## start RECORD LIST
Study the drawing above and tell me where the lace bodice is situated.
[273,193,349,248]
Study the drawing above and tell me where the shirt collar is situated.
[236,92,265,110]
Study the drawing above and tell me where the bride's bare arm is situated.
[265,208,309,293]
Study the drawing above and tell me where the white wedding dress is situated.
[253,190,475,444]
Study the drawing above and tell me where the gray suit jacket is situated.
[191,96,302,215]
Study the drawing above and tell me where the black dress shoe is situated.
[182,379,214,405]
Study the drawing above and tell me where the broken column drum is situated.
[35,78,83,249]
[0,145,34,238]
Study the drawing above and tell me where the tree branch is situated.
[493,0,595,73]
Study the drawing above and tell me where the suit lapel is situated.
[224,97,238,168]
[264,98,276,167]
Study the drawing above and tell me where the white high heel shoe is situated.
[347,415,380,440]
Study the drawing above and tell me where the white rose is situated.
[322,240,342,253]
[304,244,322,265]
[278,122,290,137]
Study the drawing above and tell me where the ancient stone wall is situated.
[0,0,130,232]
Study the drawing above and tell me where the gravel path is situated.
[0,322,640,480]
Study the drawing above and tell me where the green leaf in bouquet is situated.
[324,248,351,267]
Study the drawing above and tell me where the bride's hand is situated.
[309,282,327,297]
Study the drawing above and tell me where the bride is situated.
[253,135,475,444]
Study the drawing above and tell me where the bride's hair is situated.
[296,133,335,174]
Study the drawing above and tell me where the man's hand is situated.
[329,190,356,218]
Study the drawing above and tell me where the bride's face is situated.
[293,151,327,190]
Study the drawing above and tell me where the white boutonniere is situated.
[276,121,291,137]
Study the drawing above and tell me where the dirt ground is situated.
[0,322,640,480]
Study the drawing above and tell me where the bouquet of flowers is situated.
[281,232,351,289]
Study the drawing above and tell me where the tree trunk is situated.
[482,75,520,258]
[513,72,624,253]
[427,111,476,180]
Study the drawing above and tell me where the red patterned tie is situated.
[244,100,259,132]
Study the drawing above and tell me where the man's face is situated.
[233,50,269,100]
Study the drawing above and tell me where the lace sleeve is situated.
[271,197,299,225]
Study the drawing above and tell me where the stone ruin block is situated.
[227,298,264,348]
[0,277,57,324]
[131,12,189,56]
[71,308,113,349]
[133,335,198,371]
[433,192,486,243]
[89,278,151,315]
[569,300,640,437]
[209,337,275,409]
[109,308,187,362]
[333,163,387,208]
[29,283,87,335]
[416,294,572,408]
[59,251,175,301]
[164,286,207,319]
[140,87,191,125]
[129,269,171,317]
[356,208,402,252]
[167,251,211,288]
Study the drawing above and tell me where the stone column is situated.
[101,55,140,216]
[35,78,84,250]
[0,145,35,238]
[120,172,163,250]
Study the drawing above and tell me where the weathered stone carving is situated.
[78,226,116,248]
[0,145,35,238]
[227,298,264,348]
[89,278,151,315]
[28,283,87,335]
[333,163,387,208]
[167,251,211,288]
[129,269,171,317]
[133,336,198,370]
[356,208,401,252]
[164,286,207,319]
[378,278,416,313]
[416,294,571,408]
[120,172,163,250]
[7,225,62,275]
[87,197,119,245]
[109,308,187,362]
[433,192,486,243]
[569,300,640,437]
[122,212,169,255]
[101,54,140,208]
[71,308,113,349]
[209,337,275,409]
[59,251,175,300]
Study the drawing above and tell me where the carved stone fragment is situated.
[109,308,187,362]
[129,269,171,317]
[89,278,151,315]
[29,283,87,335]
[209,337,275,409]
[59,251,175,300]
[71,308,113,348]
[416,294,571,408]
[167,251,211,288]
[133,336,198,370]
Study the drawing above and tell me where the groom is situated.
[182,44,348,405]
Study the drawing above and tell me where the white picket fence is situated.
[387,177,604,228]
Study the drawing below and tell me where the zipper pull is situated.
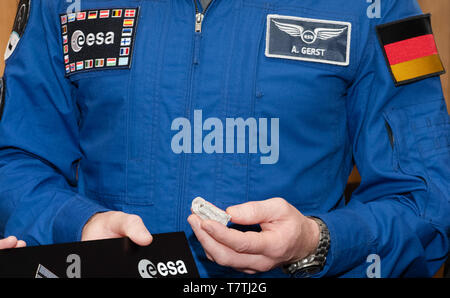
## end RECORD LIST
# BRIEF:
Could you repeat the records from the line that contains "Study the drawing above and tell me where the man's hand" to the line that contains "[271,197,299,225]", both included, without changing a character?

# SOLUTION FOR THIS EXERCISE:
Study the drawing above and tell me where the man's hand is situated.
[329,190,356,218]
Study the drawing above and tell me where the bride's face is situated.
[293,151,327,190]
Study the drawing above and tell me where the white boutonniere is situated.
[276,121,291,137]
Study the drawing above and tell me where the dirt ground is situated.
[0,322,640,480]
Study the drawing above and tell me where the bouquet of flowers is situated.
[281,232,351,289]
Study the drawing above and tell me where the tree trunk is situated.
[482,75,520,258]
[513,72,624,253]
[427,111,476,180]
Study the drawing above and tell me where the red patterned tie is situated.
[244,100,259,132]
Study the drawing above and tell me where the man's face is situated.
[233,50,269,100]
Study the drawing above and tell me where the lace sleeve is situated.
[271,197,299,225]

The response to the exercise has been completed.